▶ SHORT EXERCISE: Please return every line of the records below exactly as it appears, with no changes.

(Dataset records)
· · · · · · ·

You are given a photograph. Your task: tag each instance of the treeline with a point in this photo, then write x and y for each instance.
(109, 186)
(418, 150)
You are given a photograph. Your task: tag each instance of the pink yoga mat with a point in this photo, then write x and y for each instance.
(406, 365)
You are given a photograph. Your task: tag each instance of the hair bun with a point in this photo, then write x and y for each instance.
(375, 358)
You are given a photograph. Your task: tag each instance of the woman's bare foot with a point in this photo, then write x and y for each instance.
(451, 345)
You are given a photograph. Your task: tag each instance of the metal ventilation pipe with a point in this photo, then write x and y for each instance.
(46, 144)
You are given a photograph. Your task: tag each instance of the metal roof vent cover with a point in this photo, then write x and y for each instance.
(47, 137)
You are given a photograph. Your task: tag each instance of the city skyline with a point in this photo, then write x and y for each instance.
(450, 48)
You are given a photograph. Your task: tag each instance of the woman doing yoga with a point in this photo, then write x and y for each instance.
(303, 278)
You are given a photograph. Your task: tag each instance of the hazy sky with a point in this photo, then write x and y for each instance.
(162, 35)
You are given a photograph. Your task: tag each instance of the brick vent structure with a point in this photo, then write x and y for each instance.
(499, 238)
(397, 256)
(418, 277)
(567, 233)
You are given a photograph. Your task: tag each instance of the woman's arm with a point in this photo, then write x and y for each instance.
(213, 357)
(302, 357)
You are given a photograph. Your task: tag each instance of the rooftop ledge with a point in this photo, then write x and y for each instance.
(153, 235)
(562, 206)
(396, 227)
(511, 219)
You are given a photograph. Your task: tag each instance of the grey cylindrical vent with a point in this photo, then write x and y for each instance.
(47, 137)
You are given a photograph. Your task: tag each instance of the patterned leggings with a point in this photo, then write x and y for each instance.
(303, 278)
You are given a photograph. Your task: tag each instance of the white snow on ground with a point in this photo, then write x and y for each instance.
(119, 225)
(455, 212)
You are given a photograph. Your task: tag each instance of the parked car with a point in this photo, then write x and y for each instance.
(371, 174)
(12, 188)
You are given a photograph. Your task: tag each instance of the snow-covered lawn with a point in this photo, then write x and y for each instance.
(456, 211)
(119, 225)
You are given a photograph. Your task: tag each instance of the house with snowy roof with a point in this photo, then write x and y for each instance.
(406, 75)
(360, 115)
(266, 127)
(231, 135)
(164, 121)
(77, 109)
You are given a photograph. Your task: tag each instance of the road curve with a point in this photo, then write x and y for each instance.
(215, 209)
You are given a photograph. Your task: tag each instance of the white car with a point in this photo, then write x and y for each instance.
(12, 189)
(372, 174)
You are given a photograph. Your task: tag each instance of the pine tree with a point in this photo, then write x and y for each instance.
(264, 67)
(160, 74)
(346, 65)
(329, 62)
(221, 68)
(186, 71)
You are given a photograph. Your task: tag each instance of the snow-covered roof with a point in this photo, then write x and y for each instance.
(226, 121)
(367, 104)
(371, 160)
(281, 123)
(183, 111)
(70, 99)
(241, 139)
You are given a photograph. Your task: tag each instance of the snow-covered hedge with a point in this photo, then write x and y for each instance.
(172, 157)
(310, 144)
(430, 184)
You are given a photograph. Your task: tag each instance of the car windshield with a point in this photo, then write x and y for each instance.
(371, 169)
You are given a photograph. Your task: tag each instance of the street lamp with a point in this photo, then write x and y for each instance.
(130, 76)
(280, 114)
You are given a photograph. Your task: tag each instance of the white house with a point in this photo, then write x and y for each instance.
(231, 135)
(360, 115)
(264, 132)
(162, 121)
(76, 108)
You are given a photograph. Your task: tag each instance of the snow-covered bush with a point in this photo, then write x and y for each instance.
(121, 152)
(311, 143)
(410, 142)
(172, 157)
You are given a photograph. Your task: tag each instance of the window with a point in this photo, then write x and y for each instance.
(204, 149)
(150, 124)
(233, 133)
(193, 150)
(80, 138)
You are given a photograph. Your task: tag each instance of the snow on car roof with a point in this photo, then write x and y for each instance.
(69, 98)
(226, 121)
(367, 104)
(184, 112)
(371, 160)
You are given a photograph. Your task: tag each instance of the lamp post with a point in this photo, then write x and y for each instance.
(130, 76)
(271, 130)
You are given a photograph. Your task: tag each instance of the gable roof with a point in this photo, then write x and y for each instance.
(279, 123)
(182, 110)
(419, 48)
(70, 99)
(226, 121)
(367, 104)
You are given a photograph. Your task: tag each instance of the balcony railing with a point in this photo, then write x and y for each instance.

· · · · · · ·

▶ ANSWER TO THIS EXERCISE:
You are given a photograph. Your task: tag each instance of the treeline with a point in this photo, then write x and y for each instance.
(109, 186)
(418, 150)
You are given a photograph. Your task: tag each instance of the pink yoga mat with a point in this photo, then write x and y for each instance.
(406, 365)
You are given a photograph. Your task: tag each instance of the hair bun with a point in this photo, then write x and y for each instance.
(375, 358)
You are given a photograph. Your task: tag each instance of the woman's bare foot with a point in this photo, then write x and y for each instance.
(451, 345)
You are given a photograph. Your task: tag each instance of the metal ventilation pipe with a point in this photo, then write x and y for each instance.
(46, 144)
You are given a photograph. Your task: tag each instance of the metal roof vent cover with a point in this photo, then write x and y for each instance.
(47, 137)
You are given a photograph. Your task: tag each instance of the city skyline with a point in this photo, then write x and y for each instance.
(450, 48)
You are given a photograph. Your task: tag each instance of the woman doing yoga with a point in this photo, then write x and y for each instance.
(303, 278)
You are given a photograph. Your task: tag each instance of the hazy sky with a point in this photo, then write x and y for each instance.
(162, 35)
You are given a photograph. Your task: tag each instance of the brick vent structure with a point in this photo, then write x and y for each instance.
(499, 238)
(397, 256)
(418, 277)
(567, 233)
You are given a photograph. Your task: tag each instance of the woman's arm with a point in this photo, then write x and y for each instance.
(213, 357)
(302, 357)
You are given a photograph. Your task: tag each instance of the rooftop ledge with a point in this photo, then write x and y for each instance.
(153, 235)
(562, 206)
(396, 227)
(511, 219)
You are given a photograph. Your task: tag each instance of the grey cylindrical vent with a point in this photo, then write x and y for each instance.
(47, 137)
You are given a photograph. Your task: tag each instance of the patterned leggings with a point in this photo, then write x and y for each instance.
(303, 278)
You are given a photograph. Your task: tag each instance of the white snow on ground with a point in this photo, then write x and y for each instance.
(119, 225)
(455, 212)
You are given a photograph. Your task: tag each instance of the parked car with a point in this photo, then write x and y for each instance.
(371, 174)
(12, 188)
You are given a photograph. Your task: tag each instance of the snow-covered lawn with a point in this photo, then write x and y for each instance.
(456, 211)
(119, 225)
You are given a photograph. Your task: tag each instance of the house with snowy roof with a point in this photo, then write x and y for each instance.
(406, 75)
(360, 115)
(266, 127)
(231, 135)
(164, 121)
(77, 109)
You are given a photograph. Your task: tag each instance of the road curve with a point in this photo, then write x and y for each instance.
(215, 209)
You are given a photograph. Your task: tag each instance of the white car with a point in this photo, then write x and y for each instance.
(12, 189)
(372, 174)
You are given a photograph. Your task: tag each instance of the pine tree with a point in this photo, then write x and y for each instance.
(264, 67)
(160, 74)
(346, 65)
(329, 62)
(221, 68)
(186, 71)
You are given a photograph. Your task: tag each instance of the snow-covered roof with a point in this photo, then write x and y for each instance.
(226, 121)
(367, 104)
(371, 160)
(281, 123)
(183, 111)
(70, 99)
(241, 139)
You are given a photograph. Your task: tag each instance of the snow-covered hedge with a point in this photo, then write x and y for each instance.
(172, 157)
(310, 144)
(430, 184)
You are given a photograph. Your task: tag each instance of the car windshield with a point in this photo, then write x and y for each instance.
(371, 169)
You are given a photograph. Your task: tag each instance of the street lamp with a point in this photo, then write x and y for each instance.
(130, 76)
(280, 114)
You are given a photograph. Your task: tag each instance of the white house with a point in this photo, then write x and y for each instance.
(231, 135)
(360, 115)
(264, 132)
(162, 121)
(76, 108)
You are given a photograph. Your task: tag each instance of the snow-covered bush with a point in this photo, then write x and y for each instance.
(121, 152)
(311, 143)
(410, 142)
(172, 157)
You are given a photograph. Your task: tag each instance of the window with a point in this photo, then write x and y for each instance.
(204, 149)
(150, 124)
(233, 133)
(193, 150)
(80, 138)
You are given a photograph. Your task: tag each instance of the snow on car roof with a point in this photo, then write x and y for each instance.
(69, 98)
(226, 121)
(367, 104)
(184, 112)
(371, 160)
You are given a photograph. Your task: tag each instance of the lamp post with a point in this photo, then write x and y for each instance.
(130, 76)
(271, 130)
You are given a photograph. Your task: tag each instance of the gable roof with a point in this photo, then write x and y for each instance.
(279, 123)
(182, 110)
(419, 48)
(70, 99)
(226, 121)
(367, 104)
You are given a photograph. Your task: tag each instance of the balcony railing with a point in this photo, then write x and y for each instance.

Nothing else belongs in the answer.